_REQUIREMENT A_. Translate this sentence from the forum thread on IBS and hormones below into Spanish: "Usually you want to treat for the worst symptom."
_REQUIREMENT B_. Carry on the forum thread on IBS and hormones below, starting right after its last post.

_GIVEN TEXT_.
# Could it be hormones?



## Lookin'foraLife (Jan 2, 2009)

My IBS gets 10X worse around my period and gets better the more time passes after my period.My gynecologist said I can let my period come only every 3 months by continuing the birth control pills and not taking breaks between packages. Still, whenever my period does eventually have to come the cycle repeats itself once again and it takes at least a month until I can get things somewhat under control again (with help of limited diet).Is there any research done on the role of hormones in IBS?What can be done for this condition?THANKS!


----------



## Kathleen M. (Nov 16, 1999)

There is some research that shows most women have an increase in GI symptoms around the time of their period.For IBSers that tends to be worse than for other women.Unfortunately usually the treatment is what you are doing right now. What you need to figure out is if monthly periods with the pills are better than without the pills and if it is better overall to do the skip three month thing (is it fewer days total days, or is it easier when they are all together, etc.).Unfortunately there isn't a good once size fits all answer for the women who get a lot worse during their period.It may also mean you need something directly treating the IBS rather than just playing with the hormones to get good overall control. Some things like an sub-clinical dose of an antidepressant is something you can't really take just when things are bad, and it depends a lot on which symptoms are the problem during those times. Usually you want to treat for the worst symptom. So if you have constipation you might start miralax a few days before the period (assuming you don't need it any other time) so you are going well before it hits. Or you might need a different dose during your period than other times.


----------



## Cherrie (Sep 1, 2006)

Hi welcome to the site.Yes, IBS does tend to flare up around the time the period comes. It usually does that for me a few days before my period and stays until my period is done. I personally do try my best to stay in control with meds and diet and light exercise. Finding a light exercise that you can do can reduce both the IBS and the period pain. I mean, I still get all the pain imaginable from both, but it would be much worse if I don't do my best.Some people say that they take birth control pills, but you're already doing that.The only few other things I can think of are -- take OTC Tylenol for a couple days when it's most painful; hot showers, and heating pad. And try and avoid eating/drinking cold things. Microwave them until warm whenever you can. Or at least room temperature. Warmth may make the cramps better.I also personally make a Japanese/Taiwanese black sugar tea, which works well for me. If you're able to find an Asian or health food market, ask about it or the darkest brown sugar that they have. The "brown" sugar sold in regular grocery stores won't work, they are not dark enough and contain too much sugar which may bother the gut. Hope you find something that works.P.S., moving this thread to the Women's Issues Forum.

_DATA PROVIDED_.
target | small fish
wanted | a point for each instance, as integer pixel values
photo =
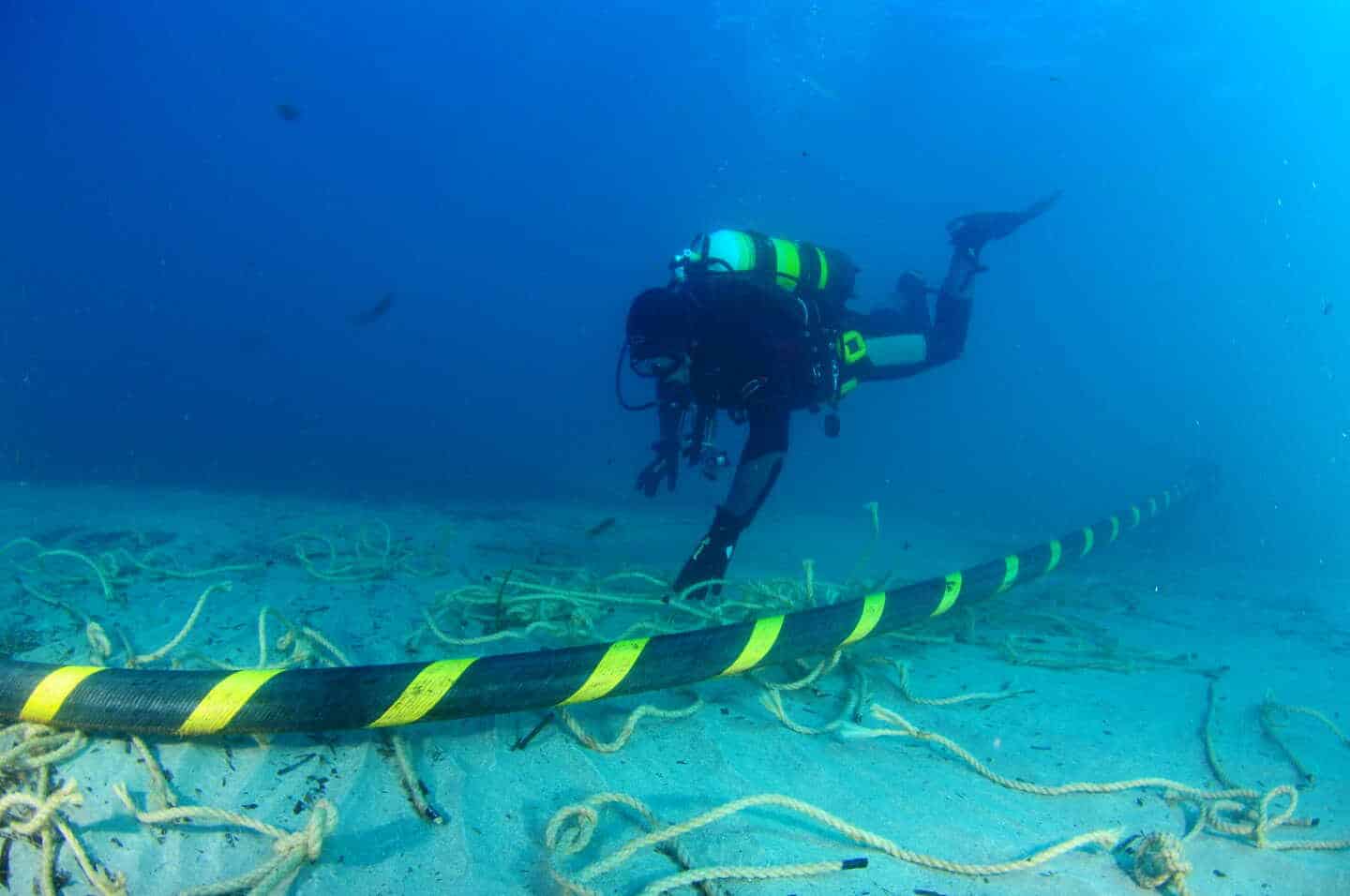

_TASK RESPONSE A_. Por lo general, conviene tratar el síntoma más grave.

_TASK RESPONSE B_.
----------



## Ashers86 (Dec 31, 2007)

There could be a link... I don't know for certain though; but I can agree as to why it could be coincidental. Even before IBS, I had to avoid certain foods because they'd bloat me up like a balloon, or would run right through me because my stomach was already achy. I haven't been checked for Endo, but I know my PMS was so severe that my hip joints would hurt to the point where I couldn't walk sometimes...But I do think that there's still truth to being sensitive to certain foods while on your period, so I can see how your IBS would be heightened during that time.


----------



## Lookin'foraLife (Jan 2, 2009)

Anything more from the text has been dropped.